◆ **Direction 1**: Extract every line of the records that contains the string "neon", matching its case exactly.

But to notice the necessity that then existed for an institution of this character: The arduous task, the length of time, and the number of hands it would require to complete an edifice of such stupendous magnitude, made it necessary to receive workmen from any and every quarter; this, together with the rude and uncultivated state of society, and the ignorance which it is known then prevailed with all classes in regard to the rights of individuals, or "private rights and public wrongs," must have suggested to the superior wisdom of King Solomon, the propriety of adopting some method of harmonizing the discordant materials over which it was made his duty to preside; and it is confidently believed that a better system could not have been devised by any human ingenuity under the canopy of Heaven. The society of mankind had not then learned any of the important lessons of self-government. They had not been taught to respect the persons or property of their neighbors. If a man constructed a rude hut to shelter him from the peltings of the pitiless storm, it was held that the moment he stepped out of it, the next passer-by had a perfect right to enter and convert it to his own use. And so with regard to his hat, his coat, and every species of property-the instant he ceased to use them, but for the moment, they became property in common, and the rankest stranger in the land had as good and sufficient a title to them as he ever had. Robbery, rapine, and murder, were scenes with which they were all familiar, and were only punished when they or their friends took vengeance into their own hands.*

At this particular juncture of time, Masonry interposed her kind offices, and taught men that they were all brothers, and that it was wrong to spill a brother's blood in anger, or to injure him in person or character, or to take his property or labor, without a fair equivalent. It astounded them with the golden Masonic maxim, "Do unto others as you would that others should do unto you." It taught them the glorious doctrine of “ Brotherly Love, Relief and Truth." It labored to impress upon their minds and hearts, that the whole human family was one vast brotherhood-the earth a Lodge over which the great Geometrician of the Universe presided as most excellent Grand Master; and so powerful were the happy effects of the principles thus inculcated, that it is said three Grand Masters, three thousand overseers, eighty thousand fellow-crafts, and seventy thousand entered apprentices, for the period of seven years, (the length of time occupied in building the temple,) lived together and labored together, on terms of the most perfect equality, peace and harmony; bearing each other's burdens and relieving each other's distresses-nothing occurring during the whole time, to mar their fraternal intercourse until about the time the building was completed, when the craft were thrown into the utmost confusion by the happening of an unexpected and melancholy event.

Passing rapidly over a long period-only remarking that, in consequence of the many persecutions which assailed the Institution, we are informed that it was at a very low ebb, when it was re-invigorated by the talents, energy and zeal of St. John the Baptist-we come down to a time when history speaks in a language clear and unequivocal.

In the third place, I propose to notice the practical purposes and the general spirit and tendency of Masonry.

*We think this is too low an estimate of the condition of society at the period referred to. -ED.

Masonry inculcates the principles of Faith, Hope, and Charity-Brotherly Love, Relief and Truth-Temperance and Knowledge. It also teaches us to restrain our appetites, to govern our passions. If Masonry was of practical utility in the rude and uncultivated state of society, just as long as masses of human beings are thrust into "this breathing world," each one bringing with him a sufficiency of human depravity, it will not be found to be altogether unimportant and void in beneficial effects. By it we are taught not only to subdue our passions, but to have faith in the Redeemer, while hope whispers of an immortal inheritance, "incorruptible beyond the grave."

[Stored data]
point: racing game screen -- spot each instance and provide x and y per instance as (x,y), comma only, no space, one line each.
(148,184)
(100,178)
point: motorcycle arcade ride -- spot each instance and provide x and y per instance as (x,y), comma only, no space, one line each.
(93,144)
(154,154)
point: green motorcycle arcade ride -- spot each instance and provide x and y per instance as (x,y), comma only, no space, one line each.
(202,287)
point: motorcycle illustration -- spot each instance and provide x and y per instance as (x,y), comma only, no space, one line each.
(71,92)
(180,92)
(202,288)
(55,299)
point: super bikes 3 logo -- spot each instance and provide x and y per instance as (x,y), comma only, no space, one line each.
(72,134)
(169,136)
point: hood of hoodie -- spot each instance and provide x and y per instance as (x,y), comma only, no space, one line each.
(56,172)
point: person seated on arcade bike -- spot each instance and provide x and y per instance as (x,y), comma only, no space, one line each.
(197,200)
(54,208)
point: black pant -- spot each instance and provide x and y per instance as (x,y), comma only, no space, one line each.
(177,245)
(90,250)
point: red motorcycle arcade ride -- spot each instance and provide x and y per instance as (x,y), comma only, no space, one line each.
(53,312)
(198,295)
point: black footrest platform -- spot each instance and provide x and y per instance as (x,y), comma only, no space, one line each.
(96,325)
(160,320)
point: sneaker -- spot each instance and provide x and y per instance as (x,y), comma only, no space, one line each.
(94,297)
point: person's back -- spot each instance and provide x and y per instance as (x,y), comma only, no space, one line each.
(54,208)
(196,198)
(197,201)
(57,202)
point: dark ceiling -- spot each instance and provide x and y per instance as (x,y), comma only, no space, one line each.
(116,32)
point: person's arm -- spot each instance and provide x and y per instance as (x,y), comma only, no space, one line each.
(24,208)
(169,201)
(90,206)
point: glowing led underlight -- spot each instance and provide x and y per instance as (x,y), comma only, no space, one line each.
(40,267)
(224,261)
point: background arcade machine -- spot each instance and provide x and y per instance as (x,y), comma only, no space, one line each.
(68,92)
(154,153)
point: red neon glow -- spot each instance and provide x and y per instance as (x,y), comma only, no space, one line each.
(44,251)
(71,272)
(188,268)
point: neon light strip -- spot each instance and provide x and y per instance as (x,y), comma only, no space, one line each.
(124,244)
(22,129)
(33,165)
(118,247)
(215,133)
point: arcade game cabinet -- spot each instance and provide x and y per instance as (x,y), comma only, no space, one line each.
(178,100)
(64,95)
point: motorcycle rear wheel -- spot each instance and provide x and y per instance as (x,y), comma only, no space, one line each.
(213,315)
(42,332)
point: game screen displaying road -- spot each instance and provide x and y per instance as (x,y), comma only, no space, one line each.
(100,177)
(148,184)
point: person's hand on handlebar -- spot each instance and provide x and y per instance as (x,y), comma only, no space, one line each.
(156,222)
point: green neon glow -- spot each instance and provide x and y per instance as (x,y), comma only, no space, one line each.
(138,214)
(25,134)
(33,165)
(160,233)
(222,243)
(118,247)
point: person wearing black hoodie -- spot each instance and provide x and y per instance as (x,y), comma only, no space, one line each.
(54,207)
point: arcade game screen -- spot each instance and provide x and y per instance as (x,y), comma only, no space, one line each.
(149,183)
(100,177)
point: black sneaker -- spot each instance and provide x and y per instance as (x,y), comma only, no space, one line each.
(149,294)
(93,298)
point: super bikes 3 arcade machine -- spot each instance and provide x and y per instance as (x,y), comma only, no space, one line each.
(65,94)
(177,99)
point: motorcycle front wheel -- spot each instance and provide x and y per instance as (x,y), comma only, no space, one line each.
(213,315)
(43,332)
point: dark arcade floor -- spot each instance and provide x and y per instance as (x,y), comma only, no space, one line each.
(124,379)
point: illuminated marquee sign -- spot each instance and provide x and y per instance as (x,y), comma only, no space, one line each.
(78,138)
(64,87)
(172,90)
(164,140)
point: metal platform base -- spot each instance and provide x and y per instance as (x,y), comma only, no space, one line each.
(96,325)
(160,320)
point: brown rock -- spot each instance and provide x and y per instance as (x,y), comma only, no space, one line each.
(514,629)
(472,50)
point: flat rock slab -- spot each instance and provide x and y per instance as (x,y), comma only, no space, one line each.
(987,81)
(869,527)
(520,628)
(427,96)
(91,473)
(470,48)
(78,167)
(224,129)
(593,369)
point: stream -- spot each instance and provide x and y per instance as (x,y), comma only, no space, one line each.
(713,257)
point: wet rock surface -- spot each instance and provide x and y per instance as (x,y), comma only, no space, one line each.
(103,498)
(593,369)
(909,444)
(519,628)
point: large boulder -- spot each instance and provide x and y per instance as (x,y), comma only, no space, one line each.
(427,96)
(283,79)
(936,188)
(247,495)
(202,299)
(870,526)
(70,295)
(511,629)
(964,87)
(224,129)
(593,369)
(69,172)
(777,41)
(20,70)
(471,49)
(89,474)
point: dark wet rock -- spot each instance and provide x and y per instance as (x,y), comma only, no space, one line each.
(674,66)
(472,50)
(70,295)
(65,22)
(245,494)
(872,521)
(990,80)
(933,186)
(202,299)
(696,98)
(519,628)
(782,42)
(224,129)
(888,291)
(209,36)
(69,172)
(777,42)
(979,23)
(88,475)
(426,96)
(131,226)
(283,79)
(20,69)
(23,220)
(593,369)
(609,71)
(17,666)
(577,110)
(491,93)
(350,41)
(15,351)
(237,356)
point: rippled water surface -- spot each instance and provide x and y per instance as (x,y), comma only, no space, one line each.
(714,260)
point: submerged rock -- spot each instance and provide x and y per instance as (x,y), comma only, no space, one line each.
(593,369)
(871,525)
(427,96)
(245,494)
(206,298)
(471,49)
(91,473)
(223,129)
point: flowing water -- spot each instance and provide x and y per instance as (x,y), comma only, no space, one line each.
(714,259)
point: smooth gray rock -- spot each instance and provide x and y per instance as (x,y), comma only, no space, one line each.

◆ **Direction 2**: Duplicate the stretch of the passage on Masonry from "Passing rapidly over" through "referred to. -ED.".

◆ **Expected output 1**:
point: red neon glow -- spot each instance and provide x and y per instance as (x,y), comma only, no space, one line each.
point: neon light strip -- spot each instance and provide x and y per instance as (x,y), comma only, no space, one line each.
point: green neon glow -- spot each instance and provide x and y per instance as (x,y), comma only, no space, one line each.

◆ **Expected output 2**:
Passing rapidly over a long period-only remarking that, in consequence of the many persecutions which assailed the Institution, we are informed that it was at a very low ebb, when it was re-invigorated by the talents, energy and zeal of St. John the Baptist-we come down to a time when history speaks in a language clear and unequivocal.

In the third place, I propose to notice the practical purposes and the general spirit and tendency of Masonry.

*We think this is too low an estimate of the condition of society at the period referred to. -ED.